Family Investigation of Nephropathy and Diabetes (FIND)
Number of Subjects in Study Archive: 10063
Study Design: Case-Control
Conditions: Diabetes Mellitus, Diabetic Nephropathies, Kidney Diseases
Duration: 1999 - 2004
# Recruitment Centers: 11
Treatment: None, observational only
Available Genotype Data: Yes
Image Summary: No
Transplant Type: None
Does it have dialysis patients: No
Clinical Trials URL: https://clinicaltrials.gov/ct2/show/NCT00301249
The Family Investigation of Nephropathy and Diabetes (FIND) was a multicenter observational study designed to identify genetic determinants of diabetic kidney disease. Study subjects were recruited from eleven centers and in many ethnic groups throughout the United States for a genome-wide association study (GWAS). Two additional strategies were also used to localize susceptibility genes: a family-based linkage study and a case-control study using mapping by admixture linkage disequilibrium (MALD).

● DATASET
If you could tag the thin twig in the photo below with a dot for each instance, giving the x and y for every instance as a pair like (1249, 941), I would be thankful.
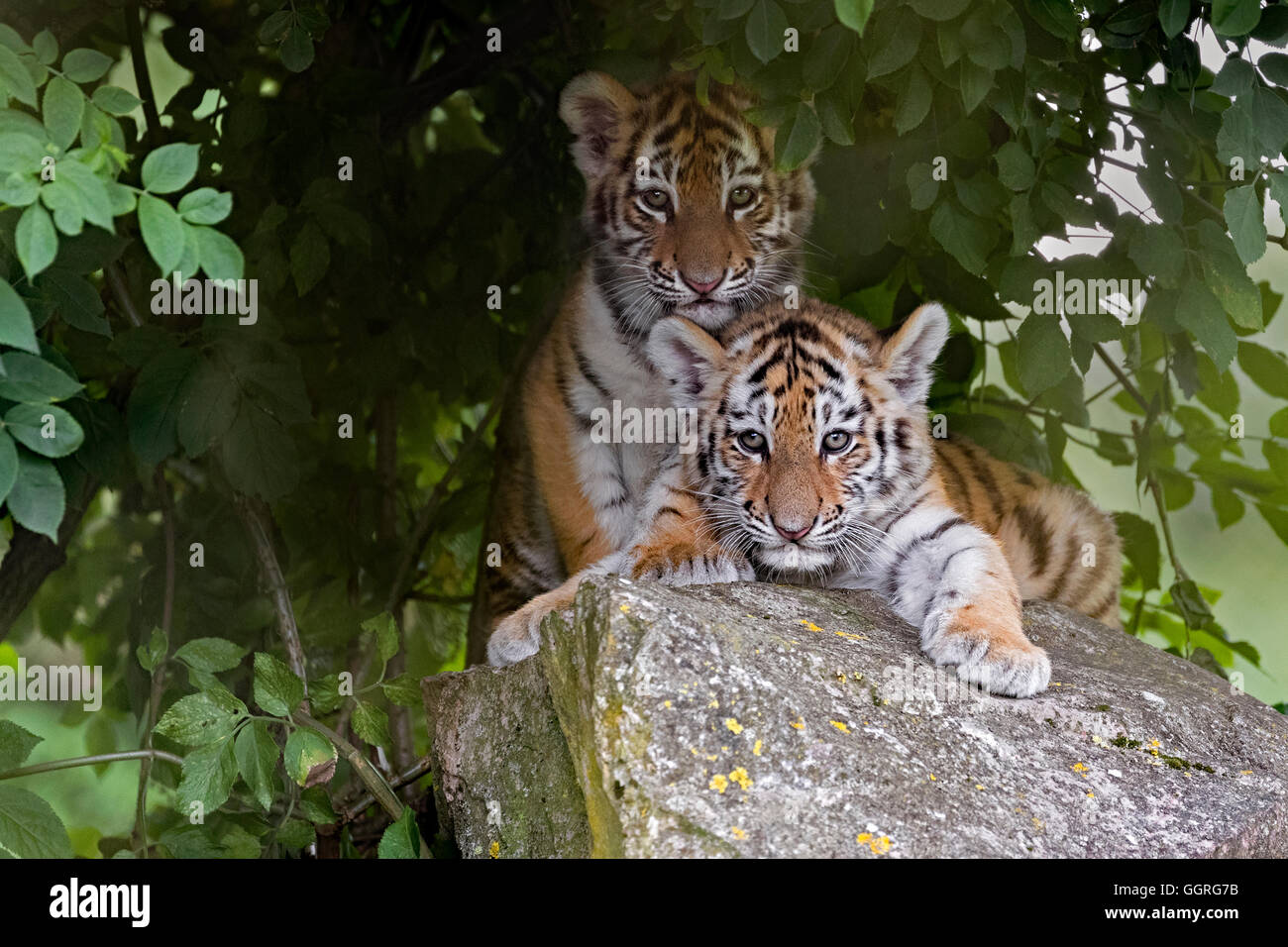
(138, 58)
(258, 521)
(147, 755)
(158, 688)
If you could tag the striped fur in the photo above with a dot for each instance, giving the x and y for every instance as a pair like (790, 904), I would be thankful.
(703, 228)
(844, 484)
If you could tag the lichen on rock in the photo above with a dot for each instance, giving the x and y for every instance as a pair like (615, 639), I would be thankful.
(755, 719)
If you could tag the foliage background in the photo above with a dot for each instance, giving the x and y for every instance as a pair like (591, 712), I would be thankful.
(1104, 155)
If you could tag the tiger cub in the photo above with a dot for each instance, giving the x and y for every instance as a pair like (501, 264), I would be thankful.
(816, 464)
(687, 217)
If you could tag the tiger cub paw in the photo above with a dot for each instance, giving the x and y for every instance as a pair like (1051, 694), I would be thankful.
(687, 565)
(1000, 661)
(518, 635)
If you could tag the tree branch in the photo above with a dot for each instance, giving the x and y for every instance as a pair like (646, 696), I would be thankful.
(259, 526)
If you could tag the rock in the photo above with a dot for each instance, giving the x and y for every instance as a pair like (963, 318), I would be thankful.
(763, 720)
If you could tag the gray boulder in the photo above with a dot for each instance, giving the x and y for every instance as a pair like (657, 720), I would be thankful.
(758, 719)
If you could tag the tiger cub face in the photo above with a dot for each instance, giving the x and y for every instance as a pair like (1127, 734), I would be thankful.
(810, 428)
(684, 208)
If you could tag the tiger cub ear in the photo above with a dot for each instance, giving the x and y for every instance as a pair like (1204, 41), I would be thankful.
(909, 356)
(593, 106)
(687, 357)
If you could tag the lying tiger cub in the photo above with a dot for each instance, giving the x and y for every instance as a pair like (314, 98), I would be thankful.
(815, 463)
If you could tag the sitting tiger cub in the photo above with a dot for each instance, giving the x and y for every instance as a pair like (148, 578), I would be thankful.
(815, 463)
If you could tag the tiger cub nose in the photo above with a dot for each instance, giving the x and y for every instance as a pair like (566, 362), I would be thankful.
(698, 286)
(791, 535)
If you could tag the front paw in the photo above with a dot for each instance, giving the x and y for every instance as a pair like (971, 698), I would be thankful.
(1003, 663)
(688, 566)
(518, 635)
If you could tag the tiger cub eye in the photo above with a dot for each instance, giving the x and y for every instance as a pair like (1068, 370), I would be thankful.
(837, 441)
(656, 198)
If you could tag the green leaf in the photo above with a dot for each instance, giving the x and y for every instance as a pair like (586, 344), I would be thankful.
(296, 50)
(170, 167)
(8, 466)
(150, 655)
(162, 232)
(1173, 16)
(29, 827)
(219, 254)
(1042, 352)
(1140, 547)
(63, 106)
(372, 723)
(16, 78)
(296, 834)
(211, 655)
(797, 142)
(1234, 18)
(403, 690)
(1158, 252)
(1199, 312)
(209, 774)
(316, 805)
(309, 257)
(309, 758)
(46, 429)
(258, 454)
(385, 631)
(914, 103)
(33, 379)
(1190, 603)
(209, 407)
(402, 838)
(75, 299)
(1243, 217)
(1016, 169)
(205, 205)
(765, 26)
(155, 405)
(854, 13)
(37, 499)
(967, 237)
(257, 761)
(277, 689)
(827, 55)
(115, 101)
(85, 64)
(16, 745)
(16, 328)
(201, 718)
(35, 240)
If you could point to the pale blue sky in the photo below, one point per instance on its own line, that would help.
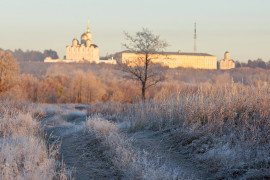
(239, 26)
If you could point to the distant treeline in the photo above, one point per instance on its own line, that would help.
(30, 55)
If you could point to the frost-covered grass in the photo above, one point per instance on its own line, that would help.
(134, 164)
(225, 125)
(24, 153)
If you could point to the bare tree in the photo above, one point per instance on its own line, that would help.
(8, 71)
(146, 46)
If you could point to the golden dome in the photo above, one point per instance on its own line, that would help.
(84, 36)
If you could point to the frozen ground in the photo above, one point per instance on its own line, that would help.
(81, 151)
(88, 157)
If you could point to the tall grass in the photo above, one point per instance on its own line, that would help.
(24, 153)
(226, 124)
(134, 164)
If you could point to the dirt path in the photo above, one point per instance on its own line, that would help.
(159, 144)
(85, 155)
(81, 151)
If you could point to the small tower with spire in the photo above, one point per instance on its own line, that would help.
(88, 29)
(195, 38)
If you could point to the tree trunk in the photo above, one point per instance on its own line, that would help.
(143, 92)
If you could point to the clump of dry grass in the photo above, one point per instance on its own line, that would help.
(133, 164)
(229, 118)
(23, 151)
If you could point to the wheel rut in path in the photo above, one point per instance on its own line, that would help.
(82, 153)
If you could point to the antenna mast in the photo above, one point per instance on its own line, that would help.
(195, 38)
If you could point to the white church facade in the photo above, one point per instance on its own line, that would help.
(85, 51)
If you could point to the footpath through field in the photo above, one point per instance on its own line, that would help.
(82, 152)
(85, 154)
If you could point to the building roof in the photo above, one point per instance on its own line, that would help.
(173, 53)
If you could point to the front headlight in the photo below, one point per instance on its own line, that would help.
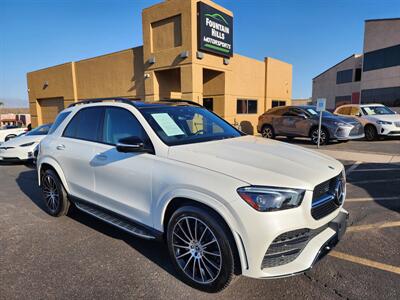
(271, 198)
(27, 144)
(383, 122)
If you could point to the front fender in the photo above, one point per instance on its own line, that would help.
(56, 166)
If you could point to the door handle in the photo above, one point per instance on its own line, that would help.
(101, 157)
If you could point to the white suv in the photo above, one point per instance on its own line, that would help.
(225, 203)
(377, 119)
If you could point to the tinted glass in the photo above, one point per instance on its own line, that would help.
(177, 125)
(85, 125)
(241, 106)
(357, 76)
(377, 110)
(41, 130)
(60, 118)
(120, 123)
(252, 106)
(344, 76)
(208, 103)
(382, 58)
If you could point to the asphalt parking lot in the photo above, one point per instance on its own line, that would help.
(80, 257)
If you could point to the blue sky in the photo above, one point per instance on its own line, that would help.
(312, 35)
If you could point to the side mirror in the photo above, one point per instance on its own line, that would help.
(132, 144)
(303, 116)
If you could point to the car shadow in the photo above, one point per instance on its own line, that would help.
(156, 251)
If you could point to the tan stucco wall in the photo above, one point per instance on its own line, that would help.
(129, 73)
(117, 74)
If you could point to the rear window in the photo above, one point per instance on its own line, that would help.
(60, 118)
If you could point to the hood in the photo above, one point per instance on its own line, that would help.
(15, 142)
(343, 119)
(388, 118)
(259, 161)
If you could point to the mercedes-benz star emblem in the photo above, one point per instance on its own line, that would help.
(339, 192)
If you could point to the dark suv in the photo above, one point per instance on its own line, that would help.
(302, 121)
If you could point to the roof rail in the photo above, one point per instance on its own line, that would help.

● USING THE INFORMATION
• 1. Reproduce, word for word, the part of the FIND study summary that opens with "Number of Subjects" and closes with "linkage disequilibrium (MALD).".
• 2. List every condition that the FIND study summary names under "Conditions".
• 3. Go on writing the FIND study summary from the point where it stops.
The material has no connection to the FIND study summary.

● EXERCISE RESULTS
• 1.
Number of Subjects in Study Archive: 10063
Study Design: Case-Control
Conditions: Diabetes Mellitus, Diabetic Nephropathies, Kidney Diseases
Duration: 1999 - 2004
# Recruitment Centers: 11
Treatment: None, observational only
Available Genotype Data: Yes
Image Summary: No
Transplant Type: None
Does it have dialysis patients: No
Clinical Trials URL: https://clinicaltrials.gov/ct2/show/NCT00301249
The Family Investigation of Nephropathy and Diabetes (FIND) was a multicenter observational study designed to identify genetic determinants of diabetic kidney disease. Study subjects were recruited from eleven centers and in many ethnic groups throughout the United States for a genome-wide association study (GWAS). Two additional strategies were also used to localize susceptibility genes: a family-based linkage study and a case-control study using mapping by admixture linkage disequilibrium (MALD).

• 2. Diabetes Mellitus, Diabetic Nephropathies, Kidney Diseases

• 3.
In the family-based study, participants with diabetic nephropathy were recruited with their parents and selected siblings. Linkage analyses were conducted to identify chromosomal regions containing genes that influence the development of diabetic nephropathy and related quantitative traits. Subsequently, a GWAS was carried out.
Two types of MALD studies were done. The first was a case-control study of unrelated individuals of Mexican American heritage in which both cases and controls had diabetes, but only the case had nephropathy. The second was a case-control study of African American patients with nephropathy (cases) and their spouses (controls) unaffected by diabetes and nephropathy; offspring were genotyped when available to provide haplotype data.
Through the family and MALD studies, the FIND study identified several genes that contribute to diabetic nephropathy, albuminuria, and glomerular filtration rate (GFR), including ApoL1.
The primary aim of the FIND study was to identify genes responsible for diabetic nephropathy and their linkage relationships, if any, to nephropathy. Using environmental data as a guide for determining possible risk factor effects on genetic susceptibility was a secondary goal.
Quantitative measures such as glomerular filtration rate (GFR), the urine albumin:creatine ratio (ACR) and conditions including diabetic nephropathy and end-stage renal disease (ESRD) were used as traits in genome scans.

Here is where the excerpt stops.